— Start of INPUT RECORDS —

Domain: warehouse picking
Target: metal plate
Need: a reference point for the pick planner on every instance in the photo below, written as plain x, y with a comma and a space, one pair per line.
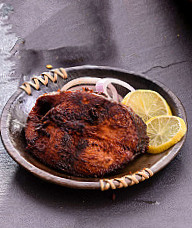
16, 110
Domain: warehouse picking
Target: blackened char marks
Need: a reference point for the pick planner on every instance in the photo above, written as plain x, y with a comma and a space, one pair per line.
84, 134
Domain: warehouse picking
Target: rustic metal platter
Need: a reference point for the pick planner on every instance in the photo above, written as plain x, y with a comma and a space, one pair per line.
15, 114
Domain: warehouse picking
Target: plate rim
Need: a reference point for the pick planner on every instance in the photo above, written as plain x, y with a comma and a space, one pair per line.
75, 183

— End of INPUT RECORDS —
— Start of INPUT RECORDS —

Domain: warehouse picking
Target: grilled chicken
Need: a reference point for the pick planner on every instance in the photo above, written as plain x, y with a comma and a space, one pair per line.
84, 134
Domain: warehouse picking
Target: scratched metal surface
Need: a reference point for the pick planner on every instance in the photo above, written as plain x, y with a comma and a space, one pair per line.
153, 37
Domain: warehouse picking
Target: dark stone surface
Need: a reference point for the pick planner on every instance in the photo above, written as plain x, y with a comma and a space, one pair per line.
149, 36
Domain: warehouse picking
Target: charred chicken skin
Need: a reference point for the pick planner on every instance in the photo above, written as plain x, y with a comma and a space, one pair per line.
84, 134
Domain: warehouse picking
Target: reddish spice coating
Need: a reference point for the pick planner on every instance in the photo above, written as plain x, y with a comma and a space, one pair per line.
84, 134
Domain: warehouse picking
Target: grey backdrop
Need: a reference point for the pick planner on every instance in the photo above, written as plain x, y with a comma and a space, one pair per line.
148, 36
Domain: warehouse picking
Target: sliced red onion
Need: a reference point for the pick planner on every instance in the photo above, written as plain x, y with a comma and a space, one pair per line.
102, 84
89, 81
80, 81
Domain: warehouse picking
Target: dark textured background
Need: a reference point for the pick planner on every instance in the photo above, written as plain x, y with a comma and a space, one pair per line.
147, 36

— End of INPUT RECORDS —

— STATED EXERCISE —
Gather every line in the rows above that contains the word "surface" and copy each one on its own line.

— COMPLETE RESPONSE —
Target: scratched metal surface
Target: dark stone surface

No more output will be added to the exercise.